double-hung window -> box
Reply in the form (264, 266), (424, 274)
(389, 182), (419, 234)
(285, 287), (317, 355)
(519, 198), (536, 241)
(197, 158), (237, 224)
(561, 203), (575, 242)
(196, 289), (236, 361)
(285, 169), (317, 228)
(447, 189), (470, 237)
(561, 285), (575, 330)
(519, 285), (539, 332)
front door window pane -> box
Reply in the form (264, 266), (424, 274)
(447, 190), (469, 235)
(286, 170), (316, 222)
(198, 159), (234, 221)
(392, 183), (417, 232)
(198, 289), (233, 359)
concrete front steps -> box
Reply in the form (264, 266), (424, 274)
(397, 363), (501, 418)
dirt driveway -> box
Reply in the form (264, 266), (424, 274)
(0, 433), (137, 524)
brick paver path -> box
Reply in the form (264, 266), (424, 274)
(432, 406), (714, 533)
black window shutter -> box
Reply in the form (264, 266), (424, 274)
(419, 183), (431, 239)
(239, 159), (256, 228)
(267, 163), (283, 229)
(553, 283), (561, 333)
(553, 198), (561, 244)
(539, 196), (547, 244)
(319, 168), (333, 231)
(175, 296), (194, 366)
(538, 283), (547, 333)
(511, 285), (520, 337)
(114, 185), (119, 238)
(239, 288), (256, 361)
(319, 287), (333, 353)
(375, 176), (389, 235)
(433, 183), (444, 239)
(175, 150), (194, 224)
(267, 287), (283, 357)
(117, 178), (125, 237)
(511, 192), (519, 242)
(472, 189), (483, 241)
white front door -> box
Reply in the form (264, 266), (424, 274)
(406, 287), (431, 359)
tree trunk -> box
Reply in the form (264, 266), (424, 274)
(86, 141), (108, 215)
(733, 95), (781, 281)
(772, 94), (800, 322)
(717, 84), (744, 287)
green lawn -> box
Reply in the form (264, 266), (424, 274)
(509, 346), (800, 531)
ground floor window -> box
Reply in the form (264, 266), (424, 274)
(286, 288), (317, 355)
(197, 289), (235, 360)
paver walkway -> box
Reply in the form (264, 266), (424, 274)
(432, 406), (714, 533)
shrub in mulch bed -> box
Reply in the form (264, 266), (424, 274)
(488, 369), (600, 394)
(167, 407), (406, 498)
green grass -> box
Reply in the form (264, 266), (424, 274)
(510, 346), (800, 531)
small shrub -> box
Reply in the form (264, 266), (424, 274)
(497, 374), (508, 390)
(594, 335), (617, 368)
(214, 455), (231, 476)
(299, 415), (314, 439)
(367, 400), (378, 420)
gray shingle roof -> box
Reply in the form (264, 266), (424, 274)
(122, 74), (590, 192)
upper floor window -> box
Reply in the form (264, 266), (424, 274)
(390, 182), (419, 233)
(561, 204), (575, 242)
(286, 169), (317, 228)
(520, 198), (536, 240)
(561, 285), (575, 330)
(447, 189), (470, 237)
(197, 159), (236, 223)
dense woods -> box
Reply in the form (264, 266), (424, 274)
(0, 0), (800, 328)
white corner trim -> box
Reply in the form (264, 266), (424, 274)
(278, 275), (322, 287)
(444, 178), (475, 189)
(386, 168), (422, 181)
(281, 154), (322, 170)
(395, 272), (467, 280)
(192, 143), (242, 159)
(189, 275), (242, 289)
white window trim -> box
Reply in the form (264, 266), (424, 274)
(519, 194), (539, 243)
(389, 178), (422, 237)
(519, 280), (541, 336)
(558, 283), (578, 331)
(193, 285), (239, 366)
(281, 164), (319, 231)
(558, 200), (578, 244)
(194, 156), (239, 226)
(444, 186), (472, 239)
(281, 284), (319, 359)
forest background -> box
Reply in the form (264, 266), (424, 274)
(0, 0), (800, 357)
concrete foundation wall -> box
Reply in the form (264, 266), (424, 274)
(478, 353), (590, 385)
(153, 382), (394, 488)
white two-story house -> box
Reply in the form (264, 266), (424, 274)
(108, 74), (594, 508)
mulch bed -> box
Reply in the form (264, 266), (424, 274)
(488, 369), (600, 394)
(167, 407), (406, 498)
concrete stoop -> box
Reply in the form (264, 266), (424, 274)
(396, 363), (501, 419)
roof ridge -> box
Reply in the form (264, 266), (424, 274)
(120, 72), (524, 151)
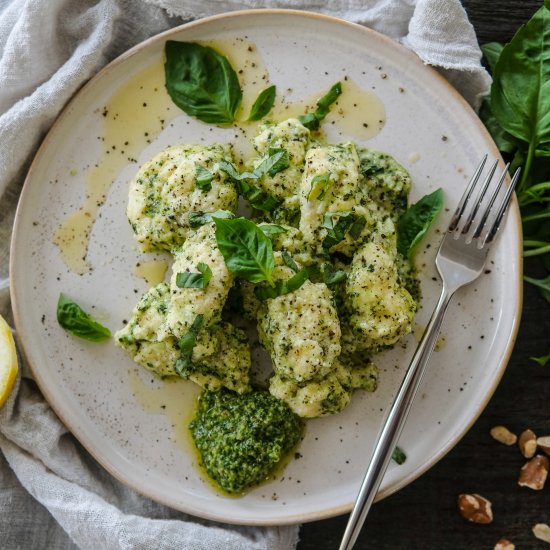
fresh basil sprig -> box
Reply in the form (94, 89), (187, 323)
(214, 218), (275, 285)
(176, 262), (212, 288)
(248, 86), (277, 122)
(57, 293), (111, 342)
(397, 188), (443, 260)
(187, 210), (235, 229)
(174, 313), (204, 376)
(307, 174), (330, 201)
(164, 40), (242, 124)
(322, 212), (367, 251)
(323, 263), (348, 286)
(298, 82), (342, 130)
(391, 447), (407, 465)
(258, 223), (286, 239)
(195, 164), (214, 192)
(254, 267), (309, 301)
(218, 149), (289, 212)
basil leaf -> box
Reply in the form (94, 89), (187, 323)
(397, 188), (443, 259)
(322, 212), (364, 251)
(164, 40), (242, 124)
(349, 216), (367, 241)
(176, 262), (212, 288)
(214, 218), (275, 284)
(254, 267), (309, 301)
(248, 86), (277, 122)
(298, 82), (342, 130)
(57, 293), (111, 342)
(481, 42), (504, 72)
(174, 313), (204, 376)
(237, 181), (281, 212)
(258, 223), (286, 239)
(254, 148), (290, 178)
(391, 447), (407, 465)
(281, 250), (300, 273)
(491, 7), (550, 147)
(188, 210), (235, 229)
(323, 264), (348, 286)
(218, 160), (281, 212)
(195, 164), (214, 192)
(307, 174), (330, 201)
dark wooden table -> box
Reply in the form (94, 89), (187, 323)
(298, 0), (550, 550)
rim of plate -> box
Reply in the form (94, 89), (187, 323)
(9, 9), (523, 525)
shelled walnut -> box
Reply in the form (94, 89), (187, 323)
(518, 455), (550, 491)
(458, 493), (493, 523)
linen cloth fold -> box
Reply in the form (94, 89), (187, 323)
(0, 0), (490, 550)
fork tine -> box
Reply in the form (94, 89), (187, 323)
(449, 155), (488, 231)
(461, 159), (498, 235)
(482, 167), (521, 246)
(472, 163), (510, 239)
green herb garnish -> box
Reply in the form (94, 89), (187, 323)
(307, 174), (330, 201)
(214, 218), (275, 285)
(57, 293), (111, 342)
(323, 212), (366, 251)
(391, 447), (407, 465)
(480, 0), (550, 365)
(176, 262), (212, 288)
(298, 82), (342, 130)
(248, 86), (277, 122)
(164, 40), (242, 124)
(174, 314), (204, 376)
(195, 164), (214, 192)
(397, 188), (443, 260)
(254, 267), (309, 301)
(188, 210), (235, 229)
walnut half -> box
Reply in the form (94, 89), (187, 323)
(458, 493), (493, 523)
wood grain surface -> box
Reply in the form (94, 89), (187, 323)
(298, 0), (550, 550)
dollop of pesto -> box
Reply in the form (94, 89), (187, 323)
(189, 389), (303, 493)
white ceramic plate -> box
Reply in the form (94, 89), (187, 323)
(11, 11), (521, 524)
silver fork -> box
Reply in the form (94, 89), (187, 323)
(340, 155), (520, 550)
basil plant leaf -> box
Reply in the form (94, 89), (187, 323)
(397, 188), (443, 259)
(176, 262), (212, 288)
(323, 264), (348, 286)
(307, 174), (330, 201)
(195, 164), (214, 192)
(164, 40), (242, 124)
(322, 212), (366, 250)
(57, 293), (111, 342)
(258, 223), (286, 239)
(481, 42), (504, 73)
(188, 210), (235, 229)
(298, 82), (342, 130)
(254, 148), (290, 178)
(391, 447), (407, 465)
(214, 218), (275, 284)
(174, 313), (204, 376)
(491, 7), (550, 147)
(248, 86), (277, 122)
(254, 267), (309, 301)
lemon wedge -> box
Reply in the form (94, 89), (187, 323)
(0, 315), (19, 407)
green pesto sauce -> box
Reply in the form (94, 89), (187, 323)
(189, 389), (304, 494)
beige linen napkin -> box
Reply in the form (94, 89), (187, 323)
(0, 0), (489, 550)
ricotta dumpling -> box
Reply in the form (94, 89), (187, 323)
(300, 143), (376, 255)
(258, 281), (341, 382)
(252, 118), (310, 216)
(126, 144), (238, 252)
(115, 283), (250, 393)
(345, 239), (416, 351)
(166, 223), (234, 338)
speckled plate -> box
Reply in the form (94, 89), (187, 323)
(11, 11), (521, 524)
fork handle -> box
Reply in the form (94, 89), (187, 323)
(340, 285), (456, 550)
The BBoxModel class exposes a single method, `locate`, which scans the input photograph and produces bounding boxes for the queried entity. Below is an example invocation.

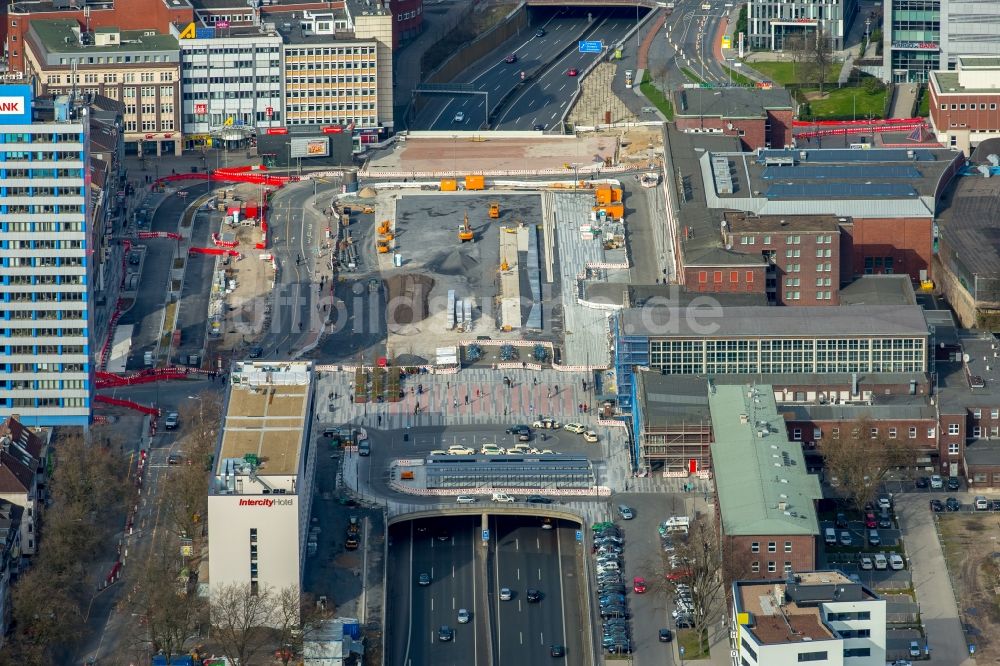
☆ ☆ ☆ ☆
## EXERCISE
Could you extract, word for word, every line of the material from its very first line up to and including the line that contains "(198, 289), (233, 359)"?

## RESULT OF THE TASK
double-hung window -> box
Reply in the form (264, 266), (424, 274)
(389, 182), (419, 234)
(285, 287), (317, 355)
(519, 198), (536, 241)
(197, 158), (237, 224)
(561, 203), (575, 242)
(196, 289), (236, 361)
(285, 169), (317, 228)
(447, 189), (470, 237)
(561, 285), (575, 330)
(519, 285), (539, 332)
front door window pane -> box
Reply in the form (264, 266), (424, 274)
(447, 190), (469, 235)
(286, 170), (316, 222)
(198, 159), (234, 221)
(392, 183), (417, 232)
(198, 289), (233, 359)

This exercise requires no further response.